***** Exercise materials *****

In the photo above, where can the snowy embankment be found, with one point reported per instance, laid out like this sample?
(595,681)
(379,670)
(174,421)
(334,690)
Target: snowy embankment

*****

[Task]
Please write out the entries exactly, keeping every line intact.

[Answer for the task]
In the photo above, where can the snowy embankment be found, with one point reported per instance, laid out like this sample?
(595,681)
(379,670)
(174,421)
(334,690)
Target: snowy embankment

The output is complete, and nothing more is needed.